(RECORDS TO PROCESS begins)

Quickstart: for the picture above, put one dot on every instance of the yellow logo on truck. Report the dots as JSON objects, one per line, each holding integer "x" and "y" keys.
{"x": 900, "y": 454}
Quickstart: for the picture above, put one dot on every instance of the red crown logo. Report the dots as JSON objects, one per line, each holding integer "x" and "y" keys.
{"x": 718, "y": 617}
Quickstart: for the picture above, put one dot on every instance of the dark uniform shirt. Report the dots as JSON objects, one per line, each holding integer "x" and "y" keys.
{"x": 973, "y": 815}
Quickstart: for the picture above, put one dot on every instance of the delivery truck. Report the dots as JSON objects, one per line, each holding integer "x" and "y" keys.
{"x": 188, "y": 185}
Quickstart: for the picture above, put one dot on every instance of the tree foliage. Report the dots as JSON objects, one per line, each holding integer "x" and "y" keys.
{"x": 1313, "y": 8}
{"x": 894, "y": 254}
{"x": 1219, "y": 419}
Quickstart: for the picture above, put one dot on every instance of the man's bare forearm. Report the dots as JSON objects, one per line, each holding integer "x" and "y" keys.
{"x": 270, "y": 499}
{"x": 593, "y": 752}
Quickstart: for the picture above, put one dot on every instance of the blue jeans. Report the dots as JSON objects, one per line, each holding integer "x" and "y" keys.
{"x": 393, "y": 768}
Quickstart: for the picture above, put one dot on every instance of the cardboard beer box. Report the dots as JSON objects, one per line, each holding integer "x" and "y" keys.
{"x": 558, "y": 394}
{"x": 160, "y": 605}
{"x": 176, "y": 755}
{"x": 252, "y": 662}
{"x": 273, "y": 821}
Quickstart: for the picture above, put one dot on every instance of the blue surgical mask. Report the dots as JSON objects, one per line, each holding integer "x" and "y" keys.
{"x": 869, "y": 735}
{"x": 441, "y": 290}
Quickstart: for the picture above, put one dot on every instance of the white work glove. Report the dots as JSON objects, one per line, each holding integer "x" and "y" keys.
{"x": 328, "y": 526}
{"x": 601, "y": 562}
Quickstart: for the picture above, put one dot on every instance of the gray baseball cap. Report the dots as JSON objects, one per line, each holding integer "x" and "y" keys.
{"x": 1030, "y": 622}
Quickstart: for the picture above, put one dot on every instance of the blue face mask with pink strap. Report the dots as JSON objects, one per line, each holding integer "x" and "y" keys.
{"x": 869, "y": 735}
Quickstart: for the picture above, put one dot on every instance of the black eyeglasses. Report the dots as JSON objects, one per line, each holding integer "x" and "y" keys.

(RECORDS TO PROCESS ends)

AIM OF THE TASK: Repeat each line above exactly as it stands.

ANSWER BOX:
Quickstart: for the picture above, put one dot on every instance of the yellow logo on truck. Report the dots as JSON objects, one per line, each holding integer "x" and "y" keys.
{"x": 900, "y": 454}
Quickstart: for the picture above, put one dot on every instance of the red crown logo. Report the dots as JSON objects, one per line, each holding integer "x" and "y" keys.
{"x": 718, "y": 617}
Quickstart: for the picture above, put one dot on every instance of the dark uniform shirt. Report the dots as JSON objects, one per line, each holding integer "x" and "y" keys.
{"x": 973, "y": 815}
Quickstart: for the picture above, put one dot on every instance of the delivery truck. Report the dots as JSON objects, one per line, each holding integer "x" and "y" keys.
{"x": 188, "y": 185}
Quickstart: for the picture above, put one dot on every instance of the tree foliage. Report the dots as JSON objects, one per line, each holding integer "x" and "y" keys.
{"x": 1313, "y": 8}
{"x": 894, "y": 254}
{"x": 1219, "y": 419}
Quickstart: for the picture above, put one dot on every instance of the man's bare forearm. Report the dots as JSON objects, one per line, each holding integer "x" and "y" keys.
{"x": 270, "y": 499}
{"x": 593, "y": 752}
Quickstart: for the picture above, put one dot on every instance of the blue jeans. Report the dots as JSON objects, one per line, each holding integer "x" and "y" keys.
{"x": 393, "y": 768}
Quickstart: for the picture above, put one dot on every instance of the cardboard beer box. Report the dots as JSON objects, one per line, each holding integer "x" and "y" keys.
{"x": 558, "y": 394}
{"x": 160, "y": 605}
{"x": 176, "y": 755}
{"x": 252, "y": 662}
{"x": 273, "y": 821}
Quickstart: for the picture above, put one dot on every instance of the blue surgical mask. Report the dots as JSON objects, one per line, each holding integer "x" and "y" keys.
{"x": 869, "y": 735}
{"x": 441, "y": 290}
Quickstart: for the picture above, put one dot on every instance of the white work glove. Report the dots as JSON objects, one per line, each holding integer "x" and "y" keys.
{"x": 328, "y": 526}
{"x": 601, "y": 562}
Quickstart: for the picture above, put one dot on every instance of the gray baseball cap. Report the dots as JSON objects, one per line, each holding integer "x" and "y" keys.
{"x": 1030, "y": 622}
Quickstart: for the picture above, put one dot on every instance of the blue face mask with pink strap. Report the dots as JSON objects, one per line, each holding integer "x" and "y" keys.
{"x": 869, "y": 735}
Quickstart: for the picture above, put one dot on every instance of the black eyeglasses. Report the dots as JSON objects, one per line, each holding integer "x" and "y" keys.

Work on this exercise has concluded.